⟨

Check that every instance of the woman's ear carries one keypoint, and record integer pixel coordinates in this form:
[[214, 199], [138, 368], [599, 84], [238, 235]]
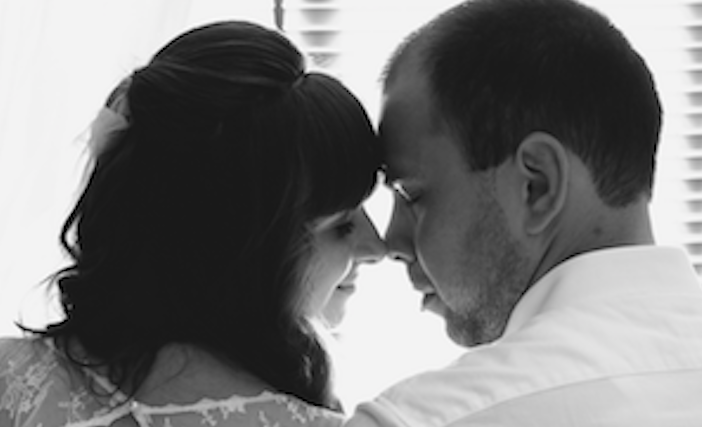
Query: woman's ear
[[543, 163]]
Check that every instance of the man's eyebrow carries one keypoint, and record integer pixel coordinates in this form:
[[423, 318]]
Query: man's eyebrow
[[388, 176]]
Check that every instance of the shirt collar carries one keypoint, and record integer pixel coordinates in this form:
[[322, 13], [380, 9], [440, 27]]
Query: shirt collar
[[605, 273]]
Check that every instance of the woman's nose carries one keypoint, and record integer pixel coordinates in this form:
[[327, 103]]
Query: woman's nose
[[370, 247], [398, 236]]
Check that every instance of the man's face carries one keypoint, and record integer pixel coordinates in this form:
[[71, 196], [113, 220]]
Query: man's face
[[448, 224]]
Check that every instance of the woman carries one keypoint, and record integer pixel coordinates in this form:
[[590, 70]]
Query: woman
[[220, 215]]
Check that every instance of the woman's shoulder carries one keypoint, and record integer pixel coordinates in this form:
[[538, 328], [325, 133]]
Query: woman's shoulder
[[267, 409]]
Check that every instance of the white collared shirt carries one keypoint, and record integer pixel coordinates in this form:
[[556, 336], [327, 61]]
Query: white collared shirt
[[608, 338]]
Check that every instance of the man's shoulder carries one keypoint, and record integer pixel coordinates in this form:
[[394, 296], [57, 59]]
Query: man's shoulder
[[556, 350]]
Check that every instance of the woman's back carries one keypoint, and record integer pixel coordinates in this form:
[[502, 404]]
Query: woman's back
[[38, 387]]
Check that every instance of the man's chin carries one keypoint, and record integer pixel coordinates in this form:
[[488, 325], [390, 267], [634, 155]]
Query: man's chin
[[469, 332]]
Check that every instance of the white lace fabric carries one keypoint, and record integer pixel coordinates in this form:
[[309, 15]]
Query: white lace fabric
[[36, 390]]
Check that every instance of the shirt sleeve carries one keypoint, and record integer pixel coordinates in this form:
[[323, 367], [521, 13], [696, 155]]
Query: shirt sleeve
[[372, 414]]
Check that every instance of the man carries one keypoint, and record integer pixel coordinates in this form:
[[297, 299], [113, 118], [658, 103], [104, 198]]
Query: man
[[520, 138]]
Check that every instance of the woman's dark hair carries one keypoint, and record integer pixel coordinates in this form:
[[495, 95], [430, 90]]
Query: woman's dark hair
[[192, 227]]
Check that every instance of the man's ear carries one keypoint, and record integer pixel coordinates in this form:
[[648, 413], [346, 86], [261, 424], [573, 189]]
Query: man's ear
[[543, 164]]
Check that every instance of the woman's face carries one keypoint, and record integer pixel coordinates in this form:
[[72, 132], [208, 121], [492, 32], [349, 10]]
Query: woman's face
[[340, 243]]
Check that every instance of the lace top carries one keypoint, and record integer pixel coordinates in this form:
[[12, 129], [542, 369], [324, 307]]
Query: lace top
[[37, 390]]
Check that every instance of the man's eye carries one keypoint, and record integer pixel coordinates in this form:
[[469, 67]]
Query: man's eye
[[344, 229], [403, 193]]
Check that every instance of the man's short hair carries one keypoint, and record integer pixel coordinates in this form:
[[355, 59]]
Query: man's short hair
[[501, 69]]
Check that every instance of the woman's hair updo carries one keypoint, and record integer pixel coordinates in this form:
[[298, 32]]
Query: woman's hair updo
[[192, 226]]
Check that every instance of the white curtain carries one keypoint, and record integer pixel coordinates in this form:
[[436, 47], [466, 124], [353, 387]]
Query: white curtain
[[60, 58], [58, 61]]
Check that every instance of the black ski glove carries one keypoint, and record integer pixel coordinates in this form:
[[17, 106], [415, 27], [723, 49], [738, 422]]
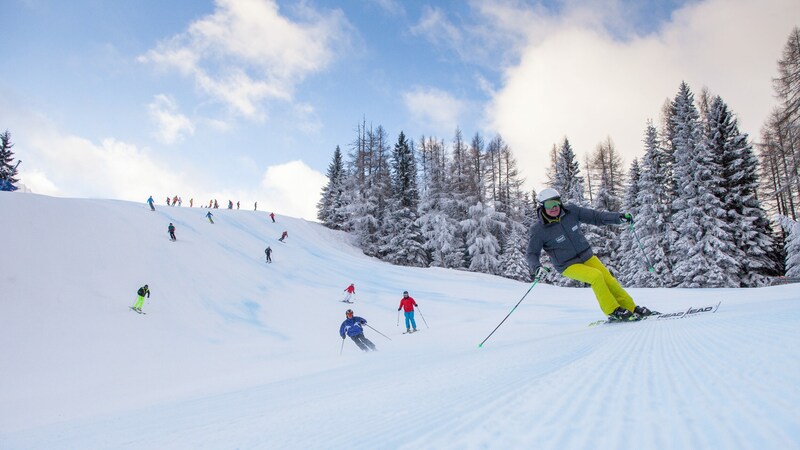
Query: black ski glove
[[626, 217]]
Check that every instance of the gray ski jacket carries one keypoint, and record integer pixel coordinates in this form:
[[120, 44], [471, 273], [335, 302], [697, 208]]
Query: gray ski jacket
[[563, 239]]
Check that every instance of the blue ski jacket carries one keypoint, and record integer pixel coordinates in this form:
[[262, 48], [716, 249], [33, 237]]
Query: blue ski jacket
[[352, 326], [563, 239]]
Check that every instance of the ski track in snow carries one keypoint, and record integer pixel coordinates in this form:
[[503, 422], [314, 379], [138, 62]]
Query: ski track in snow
[[729, 380]]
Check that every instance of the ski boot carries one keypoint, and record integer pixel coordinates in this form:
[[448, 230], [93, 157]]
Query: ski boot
[[621, 315], [643, 311]]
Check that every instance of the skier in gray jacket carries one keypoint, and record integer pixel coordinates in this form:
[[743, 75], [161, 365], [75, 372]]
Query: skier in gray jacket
[[558, 232]]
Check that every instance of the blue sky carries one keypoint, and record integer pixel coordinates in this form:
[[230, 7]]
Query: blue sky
[[247, 99]]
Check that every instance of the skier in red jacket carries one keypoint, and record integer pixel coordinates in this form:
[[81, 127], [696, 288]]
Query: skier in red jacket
[[407, 304]]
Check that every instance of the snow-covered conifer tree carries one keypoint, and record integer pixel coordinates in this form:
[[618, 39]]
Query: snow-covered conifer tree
[[403, 243], [330, 209], [747, 220], [703, 242], [652, 217], [481, 229], [8, 170]]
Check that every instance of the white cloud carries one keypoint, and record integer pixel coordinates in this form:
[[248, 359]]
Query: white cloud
[[392, 7], [434, 110], [575, 79], [292, 189], [172, 125], [246, 52]]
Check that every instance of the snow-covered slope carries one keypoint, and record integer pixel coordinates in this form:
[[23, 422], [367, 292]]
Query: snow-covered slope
[[237, 353]]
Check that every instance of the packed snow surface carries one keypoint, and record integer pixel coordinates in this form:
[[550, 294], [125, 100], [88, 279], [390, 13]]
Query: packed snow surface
[[237, 353]]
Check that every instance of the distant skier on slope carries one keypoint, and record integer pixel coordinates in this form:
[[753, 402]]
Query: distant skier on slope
[[171, 231], [144, 290], [407, 304], [349, 292], [352, 327], [558, 233]]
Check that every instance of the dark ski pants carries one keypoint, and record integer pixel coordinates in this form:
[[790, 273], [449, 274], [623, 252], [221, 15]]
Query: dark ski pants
[[363, 343]]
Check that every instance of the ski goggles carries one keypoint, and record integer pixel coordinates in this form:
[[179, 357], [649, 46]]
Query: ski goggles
[[552, 203]]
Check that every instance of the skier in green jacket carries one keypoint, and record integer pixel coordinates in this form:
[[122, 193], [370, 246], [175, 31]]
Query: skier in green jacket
[[144, 290]]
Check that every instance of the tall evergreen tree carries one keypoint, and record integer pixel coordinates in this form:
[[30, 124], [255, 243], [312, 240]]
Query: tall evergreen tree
[[703, 242], [652, 217], [331, 207], [747, 220], [8, 171], [403, 242], [482, 227], [567, 179]]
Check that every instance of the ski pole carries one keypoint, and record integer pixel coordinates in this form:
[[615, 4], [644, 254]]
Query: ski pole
[[387, 337], [650, 267], [513, 309], [423, 317]]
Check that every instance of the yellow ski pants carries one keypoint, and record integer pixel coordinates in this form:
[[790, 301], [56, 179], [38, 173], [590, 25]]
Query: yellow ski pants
[[606, 288]]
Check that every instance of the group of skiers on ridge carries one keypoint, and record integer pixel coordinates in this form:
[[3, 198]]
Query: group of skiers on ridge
[[556, 231], [212, 204], [144, 290]]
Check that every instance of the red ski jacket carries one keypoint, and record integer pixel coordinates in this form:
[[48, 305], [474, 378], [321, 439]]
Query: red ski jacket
[[408, 304]]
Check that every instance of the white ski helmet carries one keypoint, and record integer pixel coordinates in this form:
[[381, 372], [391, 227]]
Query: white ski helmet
[[547, 194]]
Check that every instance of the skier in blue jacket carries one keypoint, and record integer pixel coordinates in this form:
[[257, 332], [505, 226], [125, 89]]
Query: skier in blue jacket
[[352, 327]]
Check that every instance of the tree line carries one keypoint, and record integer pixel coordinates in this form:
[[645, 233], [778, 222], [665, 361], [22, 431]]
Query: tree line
[[696, 195]]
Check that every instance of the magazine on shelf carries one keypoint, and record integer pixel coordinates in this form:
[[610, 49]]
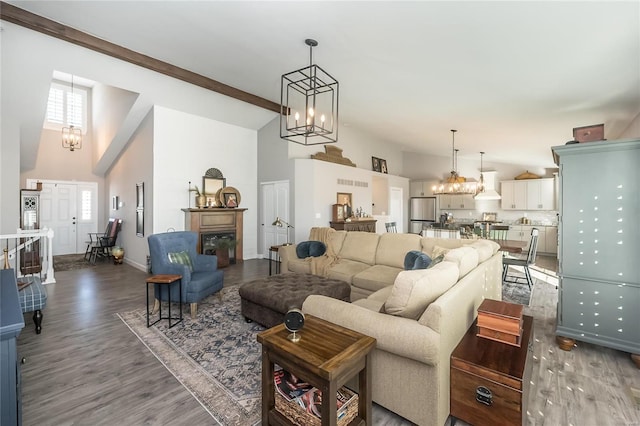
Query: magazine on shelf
[[288, 385], [311, 401]]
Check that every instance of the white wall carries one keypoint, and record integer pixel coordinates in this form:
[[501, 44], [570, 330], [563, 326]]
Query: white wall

⟩

**Exercise**:
Copy the lines of the data above verbatim, beginning with the line that contains "Check that every instance of the skier in red" and ending with the line that contains "229], [8, 170]]". Include both of those lines.

**Solution**:
Check that every instance of the skier in red jacket carries one keypoint, and record integer pixel coordinates in this form:
[[81, 127], [696, 288]]
Query: skier in red jacket
[[407, 304]]
Check that every instance of the snow-covered conifer tree carries one keypoint, and record integer pixel coordinates in this form:
[[618, 39]]
Query: snow-covered conifer tree
[[403, 243], [330, 209], [747, 220], [703, 242], [652, 217], [481, 229], [8, 170]]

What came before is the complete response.